[Part of a data file]
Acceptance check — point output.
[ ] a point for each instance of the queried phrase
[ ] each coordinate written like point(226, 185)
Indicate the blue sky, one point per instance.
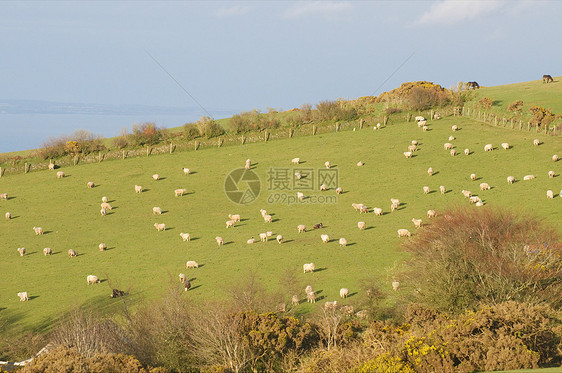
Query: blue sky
point(245, 55)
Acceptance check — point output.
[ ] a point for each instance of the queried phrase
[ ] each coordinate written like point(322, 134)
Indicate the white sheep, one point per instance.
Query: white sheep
point(308, 267)
point(191, 264)
point(417, 222)
point(404, 232)
point(92, 279)
point(180, 192)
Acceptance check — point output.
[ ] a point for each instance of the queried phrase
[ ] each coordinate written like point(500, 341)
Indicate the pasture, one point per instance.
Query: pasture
point(145, 262)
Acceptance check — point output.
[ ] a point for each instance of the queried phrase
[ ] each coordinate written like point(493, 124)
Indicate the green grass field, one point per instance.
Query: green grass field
point(145, 262)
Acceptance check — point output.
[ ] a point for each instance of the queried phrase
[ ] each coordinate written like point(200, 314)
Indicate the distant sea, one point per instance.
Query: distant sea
point(27, 126)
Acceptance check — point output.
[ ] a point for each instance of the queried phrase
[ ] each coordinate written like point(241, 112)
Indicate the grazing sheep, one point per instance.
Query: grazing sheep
point(91, 279)
point(404, 232)
point(180, 192)
point(417, 222)
point(308, 267)
point(191, 264)
point(311, 297)
point(235, 218)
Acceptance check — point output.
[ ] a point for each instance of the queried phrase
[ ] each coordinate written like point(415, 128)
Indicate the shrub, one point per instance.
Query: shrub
point(467, 256)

> [DIRECTIONS FOR THIS TASK] Reproduce all of the material above, including the requests, but subtract 3 from every coordinate in the answer points; leave request wording and format samples unchanged, and omit the pictures from your output.

> [EXPECTED OUTPUT]
Acceptance check — point output.
[ ] a point for each instance of the queried phrase
[ ] each coordinate written like point(226, 185)
Indicate the blue sky, one point per instance.
Query: blue sky
point(242, 52)
Acceptance check — point output.
[ ] a point for each instance of the queried phrase
[ ] each coordinate written like point(322, 134)
Indicate the white sheep, one point per instance.
Query: white sheep
point(305, 264)
point(188, 261)
point(414, 219)
point(401, 229)
point(89, 276)
point(177, 189)
Acceptance check — point output.
[ ] a point for each instance of the queried phrase
[ ] each coordinate written like point(500, 341)
Indicate the pasture, one point per instance.
Query: pasture
point(142, 259)
Acceptance check — point output.
[ ] a point for each instance of the queried phrase
[ ] each coordinate written like point(493, 124)
Indicate the green grass field, one point per instance.
Query: green grass field
point(142, 259)
Acceptance check — point output.
[ ] a point for each instance of the queried phrase
[ ] each coordinate written like point(200, 314)
Indicate the distant sea, one point per instance.
Query: distant sea
point(24, 123)
Acceptance check — point output.
[ ] a point for each instance of the queried phrase
[ ] each coordinate written like point(241, 112)
Indicate the grazing sheep, one point per instance.
Query: grazing sheep
point(88, 276)
point(401, 229)
point(177, 189)
point(414, 219)
point(305, 264)
point(188, 261)
point(308, 294)
point(232, 215)
Acceptance check — point output.
[ ] a point for each instance of the queried phrase
[ ] each coordinate written like point(415, 128)
Indicate the shrub, one point per instance.
Query: shrub
point(464, 253)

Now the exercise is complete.